Por outro lado, é preciso ressaltar que a realidade econômica do País, faz com que o trabalhador nem sempre esteja em condições de destinar, voluntariamente, uma parcela de seus rendimentos para uma poupança. Pode ocorrer — e ocorre, via de regra, nos países onde o nível salarial da população economicamente ativa é baixo — de o trabalhador necessitar utilizar todos os seus ganhos com sua subsistência e a de seus dependentes, não havendo, assim, excedentes que possam ser economizados.28

A conjugação destes dois fatores, impõe a necessidade de a norma, no caso brasileiro, a Constituição, prever a obrigatoriedade de filiação a todos aqueles que exerçam atividade remunerada.

Até porque a ausência da filiação previdenciária poderia vir a implicar em um vazio financeiro na vida do cidadão, o qual se notabilizaria no momento de maior necessidade deste, já que os riscos sociais cobertos pelo sistema previdenciário constituem-se em situações consideradas, em sua maioria, como aquelas que afastam totalmente as possibilidades de seu sustento.

Para exemplificar o impacto da ausência de filiação previdenciária, basta cogitar como seria a vida de um cidadão que após trabalhar por mais de 35 (trinta e cinco) anos, viesse a ser procurado por seu chefe e informado que, por questões relativas às finanças da empresa, seria demitido.

Ora sua idade já se encontra avançada e a recolocação no mercado de trabalho seria extremamente difícil, para não dizer quase impossível.

Nesse momento deveria surgir a atuação da previdência permitindo a este segurado a aposentadoria, contudo ante a inexistência de compulsoriedade de filiação, o sistema não o ampararia fazendo com que este fosse relegado à própria sorte para garantir a sua manutenção.

▶ Material extraído:
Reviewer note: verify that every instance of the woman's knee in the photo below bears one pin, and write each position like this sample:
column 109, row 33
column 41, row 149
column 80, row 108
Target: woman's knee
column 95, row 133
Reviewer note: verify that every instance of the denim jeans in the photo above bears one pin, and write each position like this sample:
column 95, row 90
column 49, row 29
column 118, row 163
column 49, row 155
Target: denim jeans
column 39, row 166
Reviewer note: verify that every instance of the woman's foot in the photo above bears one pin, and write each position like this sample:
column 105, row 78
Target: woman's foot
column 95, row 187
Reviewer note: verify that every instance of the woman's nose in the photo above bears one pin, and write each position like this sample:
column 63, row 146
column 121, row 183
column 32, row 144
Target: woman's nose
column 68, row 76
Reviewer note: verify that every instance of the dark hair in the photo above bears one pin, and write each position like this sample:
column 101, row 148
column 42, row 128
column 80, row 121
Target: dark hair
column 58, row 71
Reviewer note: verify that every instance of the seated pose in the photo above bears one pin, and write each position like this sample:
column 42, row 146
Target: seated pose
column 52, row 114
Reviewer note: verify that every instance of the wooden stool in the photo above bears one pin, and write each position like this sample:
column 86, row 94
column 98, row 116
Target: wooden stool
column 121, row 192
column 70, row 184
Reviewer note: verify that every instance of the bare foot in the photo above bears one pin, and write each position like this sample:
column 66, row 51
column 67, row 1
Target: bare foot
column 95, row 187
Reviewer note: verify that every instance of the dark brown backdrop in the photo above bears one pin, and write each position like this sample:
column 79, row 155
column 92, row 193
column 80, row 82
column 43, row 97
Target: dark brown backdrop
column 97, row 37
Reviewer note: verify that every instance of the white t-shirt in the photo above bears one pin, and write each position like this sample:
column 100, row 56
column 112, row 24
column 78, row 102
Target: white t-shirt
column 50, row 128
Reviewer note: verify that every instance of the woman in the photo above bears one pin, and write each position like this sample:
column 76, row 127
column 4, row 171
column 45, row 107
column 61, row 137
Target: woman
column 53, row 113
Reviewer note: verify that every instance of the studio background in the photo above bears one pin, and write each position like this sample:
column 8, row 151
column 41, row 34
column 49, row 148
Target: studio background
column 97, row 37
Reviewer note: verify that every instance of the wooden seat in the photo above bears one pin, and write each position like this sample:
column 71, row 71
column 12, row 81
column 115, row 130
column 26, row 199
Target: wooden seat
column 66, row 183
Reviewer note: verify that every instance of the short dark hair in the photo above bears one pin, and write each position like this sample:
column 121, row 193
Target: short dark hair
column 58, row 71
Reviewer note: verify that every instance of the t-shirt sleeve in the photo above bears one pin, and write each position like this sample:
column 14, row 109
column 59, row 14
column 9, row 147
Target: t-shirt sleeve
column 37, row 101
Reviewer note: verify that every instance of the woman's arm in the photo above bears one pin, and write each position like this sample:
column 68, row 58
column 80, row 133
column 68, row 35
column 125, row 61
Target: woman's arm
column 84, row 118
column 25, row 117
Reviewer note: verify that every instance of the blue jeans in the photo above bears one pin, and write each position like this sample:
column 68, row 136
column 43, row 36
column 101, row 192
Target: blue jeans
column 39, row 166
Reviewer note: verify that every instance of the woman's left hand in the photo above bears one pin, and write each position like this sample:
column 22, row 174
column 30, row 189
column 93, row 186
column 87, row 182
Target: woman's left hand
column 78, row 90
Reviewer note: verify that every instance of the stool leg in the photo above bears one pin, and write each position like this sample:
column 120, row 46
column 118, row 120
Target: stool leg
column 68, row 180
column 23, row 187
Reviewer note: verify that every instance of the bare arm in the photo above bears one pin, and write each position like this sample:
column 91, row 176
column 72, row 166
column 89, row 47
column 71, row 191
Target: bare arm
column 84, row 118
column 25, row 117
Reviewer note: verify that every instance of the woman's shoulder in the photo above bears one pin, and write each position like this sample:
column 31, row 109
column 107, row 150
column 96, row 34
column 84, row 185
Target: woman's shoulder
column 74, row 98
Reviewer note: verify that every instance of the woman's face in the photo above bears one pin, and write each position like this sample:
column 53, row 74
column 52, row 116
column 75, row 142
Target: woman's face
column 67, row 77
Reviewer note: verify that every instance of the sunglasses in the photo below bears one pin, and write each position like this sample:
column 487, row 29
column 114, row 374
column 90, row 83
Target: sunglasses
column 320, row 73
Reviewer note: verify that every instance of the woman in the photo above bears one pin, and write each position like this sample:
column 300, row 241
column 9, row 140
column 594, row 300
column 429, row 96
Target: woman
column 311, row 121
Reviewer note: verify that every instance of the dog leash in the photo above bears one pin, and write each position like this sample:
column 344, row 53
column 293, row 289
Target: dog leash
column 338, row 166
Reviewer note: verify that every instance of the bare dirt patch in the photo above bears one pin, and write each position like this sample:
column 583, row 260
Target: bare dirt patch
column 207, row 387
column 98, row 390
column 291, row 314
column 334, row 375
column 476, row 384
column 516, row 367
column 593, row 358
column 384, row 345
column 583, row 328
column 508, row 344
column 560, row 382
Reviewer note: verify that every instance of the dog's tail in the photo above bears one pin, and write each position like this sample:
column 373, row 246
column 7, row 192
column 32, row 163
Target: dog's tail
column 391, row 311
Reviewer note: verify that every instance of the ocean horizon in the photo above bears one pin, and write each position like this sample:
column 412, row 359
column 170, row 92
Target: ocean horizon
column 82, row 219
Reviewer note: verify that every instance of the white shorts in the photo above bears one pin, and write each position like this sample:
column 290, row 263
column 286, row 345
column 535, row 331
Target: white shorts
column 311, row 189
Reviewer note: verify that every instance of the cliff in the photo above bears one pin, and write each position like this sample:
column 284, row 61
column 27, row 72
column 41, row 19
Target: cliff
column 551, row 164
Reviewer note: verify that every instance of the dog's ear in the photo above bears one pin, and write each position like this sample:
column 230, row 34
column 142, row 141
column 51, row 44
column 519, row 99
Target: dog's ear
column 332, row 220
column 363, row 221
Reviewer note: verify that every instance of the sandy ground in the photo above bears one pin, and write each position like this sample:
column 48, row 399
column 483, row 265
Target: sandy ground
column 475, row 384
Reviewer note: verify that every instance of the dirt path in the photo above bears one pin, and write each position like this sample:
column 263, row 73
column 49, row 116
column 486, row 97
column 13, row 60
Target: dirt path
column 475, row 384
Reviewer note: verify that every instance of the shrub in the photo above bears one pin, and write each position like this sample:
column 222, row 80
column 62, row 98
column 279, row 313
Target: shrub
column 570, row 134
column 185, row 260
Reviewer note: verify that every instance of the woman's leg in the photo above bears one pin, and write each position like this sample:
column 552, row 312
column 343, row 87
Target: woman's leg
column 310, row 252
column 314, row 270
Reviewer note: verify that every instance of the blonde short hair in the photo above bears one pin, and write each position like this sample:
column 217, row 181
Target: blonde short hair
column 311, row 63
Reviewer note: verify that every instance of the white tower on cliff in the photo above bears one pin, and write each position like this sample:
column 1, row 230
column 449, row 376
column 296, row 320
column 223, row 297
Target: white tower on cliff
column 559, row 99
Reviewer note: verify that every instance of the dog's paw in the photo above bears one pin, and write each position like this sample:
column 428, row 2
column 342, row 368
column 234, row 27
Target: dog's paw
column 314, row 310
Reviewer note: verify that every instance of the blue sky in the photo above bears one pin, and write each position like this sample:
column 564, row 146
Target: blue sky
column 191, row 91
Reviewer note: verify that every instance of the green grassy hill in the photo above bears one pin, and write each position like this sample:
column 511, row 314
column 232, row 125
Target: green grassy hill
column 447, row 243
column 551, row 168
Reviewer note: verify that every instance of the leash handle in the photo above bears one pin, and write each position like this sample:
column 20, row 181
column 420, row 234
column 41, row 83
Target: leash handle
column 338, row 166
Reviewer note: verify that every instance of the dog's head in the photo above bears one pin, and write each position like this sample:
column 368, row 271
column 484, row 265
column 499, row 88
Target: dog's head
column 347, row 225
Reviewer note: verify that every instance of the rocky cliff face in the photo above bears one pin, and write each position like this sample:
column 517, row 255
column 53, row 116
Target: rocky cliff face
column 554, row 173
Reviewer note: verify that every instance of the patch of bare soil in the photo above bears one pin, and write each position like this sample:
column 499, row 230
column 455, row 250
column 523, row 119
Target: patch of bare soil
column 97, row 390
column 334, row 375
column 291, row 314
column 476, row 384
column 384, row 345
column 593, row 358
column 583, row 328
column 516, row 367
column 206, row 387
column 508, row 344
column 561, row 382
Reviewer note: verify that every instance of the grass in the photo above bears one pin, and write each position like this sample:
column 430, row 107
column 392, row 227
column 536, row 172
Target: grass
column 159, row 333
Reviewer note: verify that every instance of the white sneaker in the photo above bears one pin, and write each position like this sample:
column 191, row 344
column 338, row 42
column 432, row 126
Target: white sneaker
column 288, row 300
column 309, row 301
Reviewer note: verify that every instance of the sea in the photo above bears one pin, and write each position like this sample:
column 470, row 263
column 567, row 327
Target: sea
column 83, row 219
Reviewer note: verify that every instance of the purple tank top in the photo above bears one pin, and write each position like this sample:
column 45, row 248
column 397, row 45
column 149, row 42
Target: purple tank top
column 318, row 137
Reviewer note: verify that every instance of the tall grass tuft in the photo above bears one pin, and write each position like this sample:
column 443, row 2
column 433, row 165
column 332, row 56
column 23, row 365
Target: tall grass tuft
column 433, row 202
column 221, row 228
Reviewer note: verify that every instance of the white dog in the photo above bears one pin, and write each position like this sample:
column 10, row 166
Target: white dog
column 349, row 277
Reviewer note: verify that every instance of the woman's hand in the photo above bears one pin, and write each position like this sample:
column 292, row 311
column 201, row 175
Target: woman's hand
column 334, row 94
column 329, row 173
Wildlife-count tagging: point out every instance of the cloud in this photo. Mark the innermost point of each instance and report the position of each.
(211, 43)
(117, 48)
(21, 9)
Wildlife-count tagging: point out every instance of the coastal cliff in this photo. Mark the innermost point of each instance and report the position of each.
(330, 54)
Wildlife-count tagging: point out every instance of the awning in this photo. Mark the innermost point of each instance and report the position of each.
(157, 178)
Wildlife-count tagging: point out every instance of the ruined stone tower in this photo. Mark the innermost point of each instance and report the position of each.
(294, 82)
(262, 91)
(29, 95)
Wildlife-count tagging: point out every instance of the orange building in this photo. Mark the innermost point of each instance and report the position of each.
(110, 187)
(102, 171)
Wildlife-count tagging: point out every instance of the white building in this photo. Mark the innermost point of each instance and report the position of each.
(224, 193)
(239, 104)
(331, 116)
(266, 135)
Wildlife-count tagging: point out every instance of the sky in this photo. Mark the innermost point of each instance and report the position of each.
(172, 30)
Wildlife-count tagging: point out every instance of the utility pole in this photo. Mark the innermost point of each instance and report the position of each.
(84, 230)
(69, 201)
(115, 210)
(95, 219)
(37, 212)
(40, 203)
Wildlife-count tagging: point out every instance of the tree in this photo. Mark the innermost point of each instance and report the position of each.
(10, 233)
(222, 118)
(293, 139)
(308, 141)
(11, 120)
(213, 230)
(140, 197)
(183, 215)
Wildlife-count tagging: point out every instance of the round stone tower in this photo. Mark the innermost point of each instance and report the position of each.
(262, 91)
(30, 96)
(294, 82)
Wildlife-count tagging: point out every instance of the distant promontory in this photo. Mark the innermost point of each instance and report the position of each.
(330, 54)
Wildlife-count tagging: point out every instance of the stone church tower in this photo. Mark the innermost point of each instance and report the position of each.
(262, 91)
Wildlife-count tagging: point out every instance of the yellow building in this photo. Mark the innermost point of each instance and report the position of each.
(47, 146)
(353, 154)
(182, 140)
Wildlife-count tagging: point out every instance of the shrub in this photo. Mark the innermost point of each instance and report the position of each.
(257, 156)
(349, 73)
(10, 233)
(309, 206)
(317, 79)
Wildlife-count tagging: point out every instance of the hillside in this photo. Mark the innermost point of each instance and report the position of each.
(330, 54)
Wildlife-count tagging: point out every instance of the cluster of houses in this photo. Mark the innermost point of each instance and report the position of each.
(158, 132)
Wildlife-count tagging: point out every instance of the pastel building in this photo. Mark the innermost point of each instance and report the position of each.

▶ Instruções do exercício:
**A)** Responda, com base no texto sobre filiação previdenciária:
(i) Em que países costuma ocorrer de o trabalhador gastar todos os ganhos com a própria subsistência e a de seus dependentes?
(ii) No caso brasileiro, qual norma deve prever a obrigatoriedade de filiação?
(iii) No exemplo dado, por quanto tempo o cidadão trabalhou antes de ser demitido?
**B)** Transcreva sem alterações a parte do texto sobre filiação previdenciária entre "A conjugação destes" e "exerçam atividade remunerada.", incluindo esses dois trechos.

▶ Resultados das tarefas:
**A)**
(i) Nos países onde o nível salarial da população economicamente ativa é baixo.
(ii) A Constituição.
(iii) Por mais de 35 (trinta e cinco) anos.

**B)**
A conjugação destes dois fatores, impõe a necessidade de a norma, no caso brasileiro, a Constituição, prever a obrigatoriedade de filiação a todos aqueles que exerçam atividade remunerada.